| What you will do |
Pull out each line of the records below that contains the word "distant" and copy it in full.

| Records for this task |
-*-
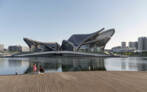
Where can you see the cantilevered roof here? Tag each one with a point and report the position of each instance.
(33, 42)
(101, 37)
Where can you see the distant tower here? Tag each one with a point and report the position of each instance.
(145, 43)
(123, 44)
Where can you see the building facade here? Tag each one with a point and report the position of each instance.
(94, 42)
(133, 45)
(15, 48)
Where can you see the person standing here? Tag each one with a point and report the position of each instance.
(41, 69)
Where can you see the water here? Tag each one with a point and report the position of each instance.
(9, 66)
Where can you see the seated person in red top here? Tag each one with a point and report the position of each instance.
(41, 69)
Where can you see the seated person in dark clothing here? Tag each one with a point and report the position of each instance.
(41, 69)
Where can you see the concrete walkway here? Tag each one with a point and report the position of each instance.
(96, 81)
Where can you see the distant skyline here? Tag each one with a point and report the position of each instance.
(56, 20)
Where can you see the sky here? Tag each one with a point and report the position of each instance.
(57, 20)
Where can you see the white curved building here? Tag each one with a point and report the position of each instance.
(96, 40)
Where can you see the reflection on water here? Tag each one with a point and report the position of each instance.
(25, 65)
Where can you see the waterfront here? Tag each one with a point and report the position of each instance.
(9, 66)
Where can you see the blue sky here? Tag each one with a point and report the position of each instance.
(56, 20)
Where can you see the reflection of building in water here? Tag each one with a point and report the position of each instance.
(15, 63)
(142, 66)
(83, 64)
(46, 63)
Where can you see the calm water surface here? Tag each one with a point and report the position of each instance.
(9, 66)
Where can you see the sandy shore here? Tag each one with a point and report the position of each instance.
(96, 81)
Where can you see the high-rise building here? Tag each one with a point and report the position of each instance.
(133, 45)
(142, 43)
(123, 44)
(1, 47)
(18, 48)
(130, 44)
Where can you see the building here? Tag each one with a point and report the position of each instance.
(91, 42)
(142, 43)
(14, 48)
(116, 49)
(130, 45)
(123, 44)
(25, 49)
(1, 47)
(18, 48)
(133, 45)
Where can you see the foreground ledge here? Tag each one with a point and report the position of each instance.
(95, 81)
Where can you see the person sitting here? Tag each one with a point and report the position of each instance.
(41, 69)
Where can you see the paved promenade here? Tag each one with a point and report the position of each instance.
(96, 81)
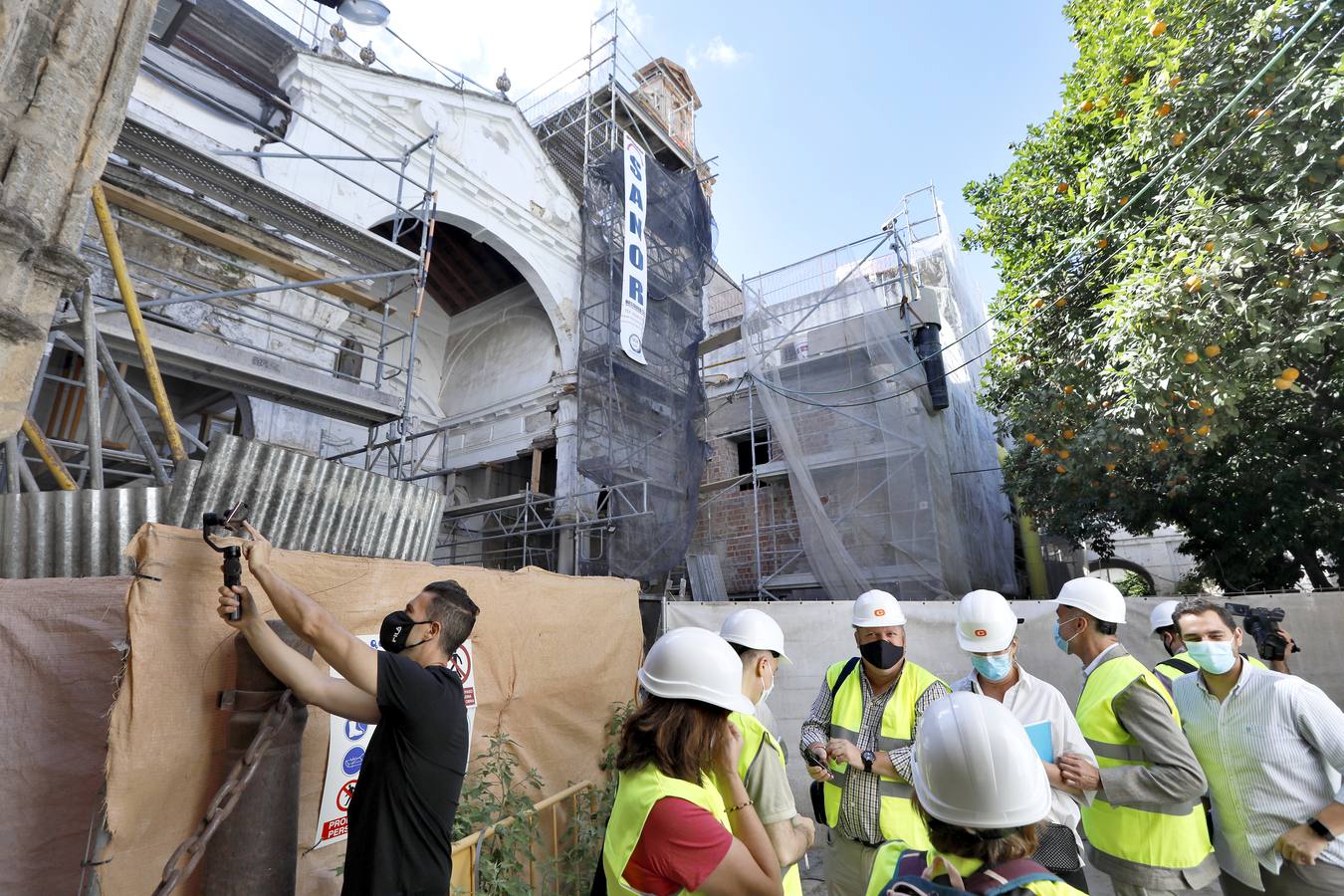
-*-
| Task solution |
Where can you see the distant tower here? Tag each one with a point and report the position of each instance.
Where can you see the distant skyline here? Tag each one with a point and report the position of each instance.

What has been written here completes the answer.